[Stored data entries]
______________________________

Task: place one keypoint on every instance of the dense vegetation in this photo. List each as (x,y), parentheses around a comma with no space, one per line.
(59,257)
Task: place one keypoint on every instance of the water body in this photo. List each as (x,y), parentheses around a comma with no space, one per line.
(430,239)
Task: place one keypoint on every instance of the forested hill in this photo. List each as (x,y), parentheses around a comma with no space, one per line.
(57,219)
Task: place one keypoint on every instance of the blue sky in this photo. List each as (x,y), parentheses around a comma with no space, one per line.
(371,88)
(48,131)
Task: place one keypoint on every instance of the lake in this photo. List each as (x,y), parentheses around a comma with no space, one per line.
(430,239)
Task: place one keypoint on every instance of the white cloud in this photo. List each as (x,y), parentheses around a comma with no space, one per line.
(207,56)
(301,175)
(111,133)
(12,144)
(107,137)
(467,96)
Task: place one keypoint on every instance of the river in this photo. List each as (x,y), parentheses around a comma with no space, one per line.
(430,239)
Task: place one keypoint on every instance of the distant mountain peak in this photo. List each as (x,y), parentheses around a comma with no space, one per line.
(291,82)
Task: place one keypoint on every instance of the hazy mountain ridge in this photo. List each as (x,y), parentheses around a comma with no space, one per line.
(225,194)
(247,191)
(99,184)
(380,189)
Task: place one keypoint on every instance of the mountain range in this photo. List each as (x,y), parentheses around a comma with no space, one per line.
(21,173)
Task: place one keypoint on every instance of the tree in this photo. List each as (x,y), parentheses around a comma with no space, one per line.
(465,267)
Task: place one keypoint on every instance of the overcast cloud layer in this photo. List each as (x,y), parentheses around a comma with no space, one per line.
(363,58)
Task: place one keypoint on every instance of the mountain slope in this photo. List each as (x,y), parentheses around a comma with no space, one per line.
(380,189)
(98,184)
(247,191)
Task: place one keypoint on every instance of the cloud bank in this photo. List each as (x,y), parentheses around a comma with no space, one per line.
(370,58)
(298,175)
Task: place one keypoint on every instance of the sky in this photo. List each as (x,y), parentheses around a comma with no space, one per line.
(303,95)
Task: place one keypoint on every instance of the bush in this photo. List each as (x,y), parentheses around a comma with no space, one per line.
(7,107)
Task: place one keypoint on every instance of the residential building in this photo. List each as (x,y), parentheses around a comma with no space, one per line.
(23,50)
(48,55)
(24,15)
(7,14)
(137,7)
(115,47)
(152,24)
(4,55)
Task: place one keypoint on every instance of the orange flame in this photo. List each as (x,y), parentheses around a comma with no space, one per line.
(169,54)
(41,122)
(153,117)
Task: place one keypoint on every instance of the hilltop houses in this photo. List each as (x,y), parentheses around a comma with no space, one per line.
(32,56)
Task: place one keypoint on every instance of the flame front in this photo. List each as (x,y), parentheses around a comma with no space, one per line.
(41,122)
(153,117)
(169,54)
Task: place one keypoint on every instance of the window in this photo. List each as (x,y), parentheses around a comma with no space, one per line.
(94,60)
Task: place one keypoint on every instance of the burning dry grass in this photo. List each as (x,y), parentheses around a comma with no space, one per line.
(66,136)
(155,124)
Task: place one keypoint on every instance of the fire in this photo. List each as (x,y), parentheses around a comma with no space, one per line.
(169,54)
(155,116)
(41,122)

______________________________

Exercise »
The records above must be repeated exactly, every one of them.

Response below »
Task: place one keypoint on every instance of the dense vegetation in this photo. List each as (x,y), parentheses around a comma with no space, one per line.
(59,257)
Task: place one keypoint on every instance of the water body in this photo. List each as (x,y), parentheses around a comma with no space, one per line.
(430,239)
Task: place one keypoint on every instance of the forested hill in this photo. List each as (x,y), parentheses around a comma with no space, one per line.
(57,219)
Task: place one keypoint on every instance of the blue sky in this photo. List each as (x,y), parentheses around a comma with no space, one per line.
(371,88)
(48,131)
Task: place one keypoint on every instance of the lake in this photo. List each as (x,y), parentheses around a comma with no space, one per line.
(430,239)
Task: place one keypoint on every instance of the white cloud in this photo. List each as (x,y), parentheses around a comma with no space, one per line.
(207,56)
(301,175)
(111,133)
(12,144)
(107,137)
(467,96)
Task: place one keypoint on every instance of the river in this photo. List each as (x,y), parentheses around a comma with no space, one per line.
(430,239)
Task: place one keypoint on every instance of the distant mountain peak in this photo. List each as (x,y), parentheses around a comma with no space, one per line.
(291,82)
Task: place one keypoint on every instance of the hazy mountain ridge in this photo. List each as (x,y), parentheses around a comma with no space, one per line.
(225,194)
(247,191)
(99,184)
(380,189)
Task: place one keypoint on every instance of the mountain range in this photo. List each as (x,y), parentheses around a comma with no space, one per line.
(21,173)
Task: place one keypoint on every instance of the tree in this photo. List each as (x,y), parentheses around a comma with no space, one per line.
(465,267)
Task: place one keypoint on every instance of the overcast cloud layer in this photo. List each as (x,y), parentheses around a comma with no space, one per line.
(363,58)
Task: place one keypoint on every instance of the mountain slope in this photo. List each as (x,y), parentheses around a comma with no space, one per line.
(380,189)
(98,184)
(247,191)
Task: place one keypoint on every instance of the cloud bank in this photo. List each as (x,y), parentheses around a comma with no space, one per line.
(370,58)
(298,175)
Task: place one keypoint on every instance of the sky in this photo. List each as (x,y), parentheses around a comma with no space, one per line.
(303,95)
Task: place one keypoint on every instance of the bush in this photo. List each as (x,y), parentheses around a comma with no space, one per line.
(7,107)
Task: place one keypoint on every instance of the residential building in this photo. List each as (x,y), parentheses around a comma with no space, one per line.
(23,50)
(48,55)
(24,15)
(7,14)
(137,7)
(115,47)
(152,24)
(4,55)
Task: place one keypoint on every instance of the orange flame in this photo. List each as (x,y), parentheses around a comma with no space, one per line.
(169,54)
(41,122)
(153,117)
Task: place one keypoint on every instance of the hilltop houses in this photo. List each as (x,y), parentheses around a comma with no space, one per line.
(32,56)
Task: place one keypoint on every instance of the flame front in this photo. List each as (x,y), parentheses around a comma with no space, one per line.
(41,122)
(153,117)
(169,54)
Task: place one keypoint on every instance of the window in this photo. List each as (x,y), parentheses around a comma with no space, one per line.
(94,60)
Task: place one keypoint on every instance of the burning dry grass in this photo. List each as (x,y), parentheses around a comma with no space, one per line.
(66,136)
(155,124)
Task: place one keypoint on every instance of the fire in this photo. List each as (x,y), parentheses around a comma with no space, one per line.
(169,54)
(155,116)
(41,122)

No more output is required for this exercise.